*** DATASET RECORDS

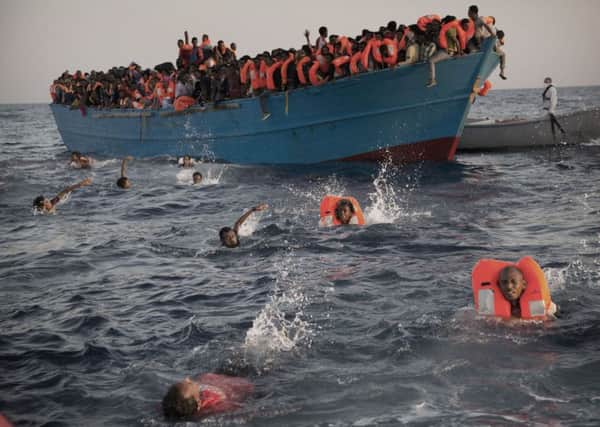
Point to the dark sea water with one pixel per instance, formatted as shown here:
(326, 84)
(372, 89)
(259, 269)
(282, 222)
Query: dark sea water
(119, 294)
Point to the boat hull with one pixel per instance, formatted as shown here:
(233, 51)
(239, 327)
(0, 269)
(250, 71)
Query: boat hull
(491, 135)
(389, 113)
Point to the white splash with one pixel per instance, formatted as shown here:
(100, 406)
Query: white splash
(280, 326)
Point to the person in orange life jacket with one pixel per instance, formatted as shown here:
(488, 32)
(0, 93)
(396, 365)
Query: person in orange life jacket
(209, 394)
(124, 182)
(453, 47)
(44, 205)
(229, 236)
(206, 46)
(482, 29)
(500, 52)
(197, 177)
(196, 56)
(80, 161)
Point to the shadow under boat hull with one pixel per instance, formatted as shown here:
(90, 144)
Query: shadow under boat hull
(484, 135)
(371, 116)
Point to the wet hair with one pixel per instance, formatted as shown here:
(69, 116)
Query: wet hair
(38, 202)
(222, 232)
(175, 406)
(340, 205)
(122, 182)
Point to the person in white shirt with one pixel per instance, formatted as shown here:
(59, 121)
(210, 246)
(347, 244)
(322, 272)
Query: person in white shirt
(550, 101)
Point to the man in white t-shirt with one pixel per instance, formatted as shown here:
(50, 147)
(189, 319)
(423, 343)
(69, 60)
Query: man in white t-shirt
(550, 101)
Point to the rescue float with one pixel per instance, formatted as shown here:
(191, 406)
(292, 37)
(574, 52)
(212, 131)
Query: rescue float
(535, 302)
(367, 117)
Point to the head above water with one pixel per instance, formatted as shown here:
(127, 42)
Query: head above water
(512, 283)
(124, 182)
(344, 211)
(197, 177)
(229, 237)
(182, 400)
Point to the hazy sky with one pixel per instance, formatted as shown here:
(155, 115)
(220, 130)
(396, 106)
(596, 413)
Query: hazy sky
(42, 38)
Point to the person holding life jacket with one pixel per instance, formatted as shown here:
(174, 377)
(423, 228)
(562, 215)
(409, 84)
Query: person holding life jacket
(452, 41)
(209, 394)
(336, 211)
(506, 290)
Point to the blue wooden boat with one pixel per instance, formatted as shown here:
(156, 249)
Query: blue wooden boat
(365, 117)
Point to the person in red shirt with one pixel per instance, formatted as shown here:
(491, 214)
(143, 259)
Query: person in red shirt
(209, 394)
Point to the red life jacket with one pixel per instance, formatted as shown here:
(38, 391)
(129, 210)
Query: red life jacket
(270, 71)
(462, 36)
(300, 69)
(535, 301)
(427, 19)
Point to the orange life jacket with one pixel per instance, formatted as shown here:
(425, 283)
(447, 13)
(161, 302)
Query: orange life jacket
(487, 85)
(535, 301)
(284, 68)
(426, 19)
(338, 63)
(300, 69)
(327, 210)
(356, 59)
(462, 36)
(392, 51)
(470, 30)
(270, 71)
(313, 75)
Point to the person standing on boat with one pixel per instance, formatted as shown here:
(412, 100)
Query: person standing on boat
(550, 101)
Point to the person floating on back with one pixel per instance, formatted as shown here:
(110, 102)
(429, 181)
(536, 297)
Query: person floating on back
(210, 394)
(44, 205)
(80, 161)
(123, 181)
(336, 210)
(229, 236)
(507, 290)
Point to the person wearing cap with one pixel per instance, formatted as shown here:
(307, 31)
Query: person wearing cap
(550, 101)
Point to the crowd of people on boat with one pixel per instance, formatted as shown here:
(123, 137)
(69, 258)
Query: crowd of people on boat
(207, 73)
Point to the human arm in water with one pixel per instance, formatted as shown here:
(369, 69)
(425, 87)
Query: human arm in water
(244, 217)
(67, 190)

******

## PROBLEM REQUIREMENTS
Express all of the data above as a JSON list of strings, one string per line, with blank lines and the pictures left out.

## ANSWER
[
  "Point to the dark sea water with one pixel per instance, formatted as shown here:",
  "(326, 84)",
  "(372, 89)",
  "(259, 269)",
  "(282, 222)",
  "Query: dark sea water",
  "(119, 294)",
  "Point to the boat hull with one pixel per instance, formatted as shown here:",
  "(233, 51)",
  "(239, 327)",
  "(0, 269)",
  "(250, 71)",
  "Query: boat hull",
  "(491, 135)",
  "(389, 113)",
  "Point to the white splash with one pixel per instance, formatted as shown here:",
  "(100, 406)",
  "Query: white splash",
  "(280, 326)",
  "Point to the person in orange life jacket with one pixel per instance, formatted as shown here:",
  "(488, 32)",
  "(0, 93)",
  "(396, 365)",
  "Query: person in orange life jacket",
  "(209, 394)",
  "(124, 182)",
  "(453, 47)",
  "(44, 205)",
  "(229, 236)",
  "(206, 46)",
  "(482, 29)",
  "(500, 52)",
  "(197, 177)",
  "(196, 56)",
  "(80, 161)",
  "Point to the shadow under boat hull with one pixel per instance, formatted as shown here:",
  "(90, 144)",
  "Query: shadow under boat hull",
  "(484, 135)",
  "(371, 116)",
  "Point to the wet hair with one pixel per instance, formatted as shown here:",
  "(69, 116)",
  "Query: wet hair",
  "(38, 202)",
  "(222, 232)",
  "(175, 406)",
  "(340, 205)",
  "(122, 182)",
  "Point to the person in white shirt with one pixel per instance, formatted as shown here:",
  "(59, 121)",
  "(210, 246)",
  "(347, 244)",
  "(322, 272)",
  "Query: person in white shirt",
  "(550, 101)",
  "Point to the man in white t-shirt with one pixel per instance, formatted as shown here:",
  "(50, 147)",
  "(189, 319)",
  "(423, 343)",
  "(69, 60)",
  "Query: man in white t-shirt",
  "(550, 101)",
  "Point to the rescue float with one pixel per instance, formatted as shown here:",
  "(191, 406)",
  "(292, 37)",
  "(574, 52)",
  "(212, 131)",
  "Query: rescue float",
  "(535, 302)",
  "(367, 117)",
  "Point to the head above water with one pixel per instance, formatted as shown here:",
  "(127, 42)",
  "Query: head above water",
  "(512, 283)",
  "(124, 182)",
  "(344, 211)",
  "(197, 177)",
  "(229, 237)",
  "(182, 400)",
  "Point to the hazy sky with one pixel per instance, formatted as shown here:",
  "(155, 115)",
  "(220, 130)",
  "(396, 106)",
  "(596, 413)",
  "Query: hazy sky",
  "(42, 38)",
  "Point to the person holding life jacket with one pixel per instance, formatted as shown here:",
  "(174, 377)",
  "(423, 228)",
  "(562, 215)",
  "(409, 84)",
  "Query: person holding life jacket",
  "(452, 41)",
  "(209, 394)",
  "(336, 211)",
  "(506, 290)",
  "Point to the blue wooden boat with one pixel per instance, formatted as shown here:",
  "(156, 249)",
  "Query: blue wooden boat",
  "(365, 117)",
  "Point to the person in red shirt with one pixel per instance, formatted as shown here:",
  "(491, 214)",
  "(143, 259)",
  "Query: person in red shirt",
  "(209, 394)",
  "Point to the red life jacket with one pixel per instance, formatted as shown here:",
  "(38, 391)",
  "(129, 210)",
  "Query: red life jacket",
  "(270, 71)",
  "(462, 36)",
  "(300, 69)",
  "(535, 301)",
  "(427, 19)",
  "Point to the orange life jacket with one pixel per instance, formatted as shown here:",
  "(425, 283)",
  "(447, 13)",
  "(161, 302)",
  "Query: orange life jacket",
  "(487, 85)",
  "(535, 301)",
  "(284, 68)",
  "(426, 19)",
  "(338, 63)",
  "(300, 69)",
  "(327, 210)",
  "(356, 59)",
  "(462, 36)",
  "(392, 51)",
  "(470, 30)",
  "(270, 71)",
  "(313, 75)",
  "Point to the person standing on boat with one pixel per instance, formatted as shown here:",
  "(412, 100)",
  "Query: person standing on boat",
  "(550, 101)",
  "Point to the person floating on back with one pixel per instance, formatted as shown here:",
  "(110, 102)",
  "(429, 181)",
  "(536, 297)",
  "Query: person floating on back",
  "(210, 394)",
  "(44, 205)",
  "(80, 161)",
  "(123, 181)",
  "(336, 210)",
  "(229, 236)",
  "(507, 290)",
  "Point to the person wearing cap with one pixel per instance, formatted as shown here:",
  "(307, 31)",
  "Query: person wearing cap",
  "(550, 101)",
  "Point to the crowd of people on boat with one pixel per instance, formatted as shown here:",
  "(123, 137)",
  "(69, 258)",
  "Query: crowd of people on boat",
  "(207, 73)",
  "Point to the human arm in water with one pixel per instance, formatted as shown here:",
  "(369, 69)",
  "(425, 87)",
  "Query: human arm in water",
  "(244, 217)",
  "(67, 190)"
]